What the task requires:
Keep only the lines of the material below that contain the string "cardboard", and copy each of those lines out in full.
>> begin
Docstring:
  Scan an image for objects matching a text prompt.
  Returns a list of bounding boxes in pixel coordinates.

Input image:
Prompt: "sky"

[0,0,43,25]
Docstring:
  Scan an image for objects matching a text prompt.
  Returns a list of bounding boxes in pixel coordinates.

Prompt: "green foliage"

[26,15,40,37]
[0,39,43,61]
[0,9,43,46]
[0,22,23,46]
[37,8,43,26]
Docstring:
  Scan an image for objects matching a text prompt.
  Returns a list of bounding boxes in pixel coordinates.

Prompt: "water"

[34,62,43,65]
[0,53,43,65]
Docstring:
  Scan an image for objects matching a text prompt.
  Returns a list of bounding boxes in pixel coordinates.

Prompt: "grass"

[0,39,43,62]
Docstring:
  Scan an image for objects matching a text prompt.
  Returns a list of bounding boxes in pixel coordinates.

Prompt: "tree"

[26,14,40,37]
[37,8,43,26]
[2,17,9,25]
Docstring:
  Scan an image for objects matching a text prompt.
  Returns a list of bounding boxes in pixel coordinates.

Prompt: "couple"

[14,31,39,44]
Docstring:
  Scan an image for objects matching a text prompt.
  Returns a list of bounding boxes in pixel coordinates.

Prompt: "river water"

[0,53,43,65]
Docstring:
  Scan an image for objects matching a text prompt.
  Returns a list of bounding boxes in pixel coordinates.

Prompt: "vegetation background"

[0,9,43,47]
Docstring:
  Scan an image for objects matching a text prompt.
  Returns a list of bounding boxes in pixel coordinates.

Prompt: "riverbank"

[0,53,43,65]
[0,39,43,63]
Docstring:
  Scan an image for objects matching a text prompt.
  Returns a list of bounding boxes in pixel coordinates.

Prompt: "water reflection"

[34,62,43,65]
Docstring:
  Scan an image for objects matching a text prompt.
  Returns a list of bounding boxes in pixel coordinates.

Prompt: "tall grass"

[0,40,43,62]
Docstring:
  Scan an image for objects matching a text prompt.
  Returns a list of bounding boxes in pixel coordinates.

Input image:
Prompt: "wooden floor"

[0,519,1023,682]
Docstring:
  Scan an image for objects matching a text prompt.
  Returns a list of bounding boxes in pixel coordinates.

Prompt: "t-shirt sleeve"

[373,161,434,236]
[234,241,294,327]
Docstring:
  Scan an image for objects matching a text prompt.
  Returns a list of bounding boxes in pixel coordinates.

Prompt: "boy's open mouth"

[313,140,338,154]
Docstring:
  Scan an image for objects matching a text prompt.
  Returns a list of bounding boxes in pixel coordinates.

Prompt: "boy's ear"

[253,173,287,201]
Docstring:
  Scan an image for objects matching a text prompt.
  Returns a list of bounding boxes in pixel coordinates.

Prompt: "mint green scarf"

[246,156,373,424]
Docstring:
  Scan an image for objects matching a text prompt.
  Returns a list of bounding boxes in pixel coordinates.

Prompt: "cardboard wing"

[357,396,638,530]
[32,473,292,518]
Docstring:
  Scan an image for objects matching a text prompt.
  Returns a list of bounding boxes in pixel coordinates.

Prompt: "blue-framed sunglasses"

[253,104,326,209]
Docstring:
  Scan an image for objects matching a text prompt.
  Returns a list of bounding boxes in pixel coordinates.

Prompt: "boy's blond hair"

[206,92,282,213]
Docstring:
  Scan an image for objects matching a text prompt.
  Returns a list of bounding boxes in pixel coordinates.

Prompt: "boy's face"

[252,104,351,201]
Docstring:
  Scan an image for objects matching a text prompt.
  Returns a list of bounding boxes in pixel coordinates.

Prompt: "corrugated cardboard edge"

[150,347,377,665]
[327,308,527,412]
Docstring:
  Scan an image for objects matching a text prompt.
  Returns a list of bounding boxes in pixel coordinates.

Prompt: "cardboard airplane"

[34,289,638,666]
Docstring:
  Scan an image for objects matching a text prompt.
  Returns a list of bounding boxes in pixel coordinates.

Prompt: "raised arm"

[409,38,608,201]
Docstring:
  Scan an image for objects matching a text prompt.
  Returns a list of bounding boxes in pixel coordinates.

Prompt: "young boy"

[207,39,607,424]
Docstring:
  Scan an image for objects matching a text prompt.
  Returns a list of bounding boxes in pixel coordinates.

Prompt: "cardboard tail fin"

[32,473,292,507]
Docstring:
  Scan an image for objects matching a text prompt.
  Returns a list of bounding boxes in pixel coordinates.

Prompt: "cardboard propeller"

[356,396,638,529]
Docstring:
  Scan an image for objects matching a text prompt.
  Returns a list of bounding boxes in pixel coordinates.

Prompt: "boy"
>> end
Written solution:
Prompt: "cardboard wing"
Prompt: "corrugated cardboard edge"
Prompt: "cardboard airplane"
Prompt: "cardboard tail fin"
Prompt: "cardboard propeller"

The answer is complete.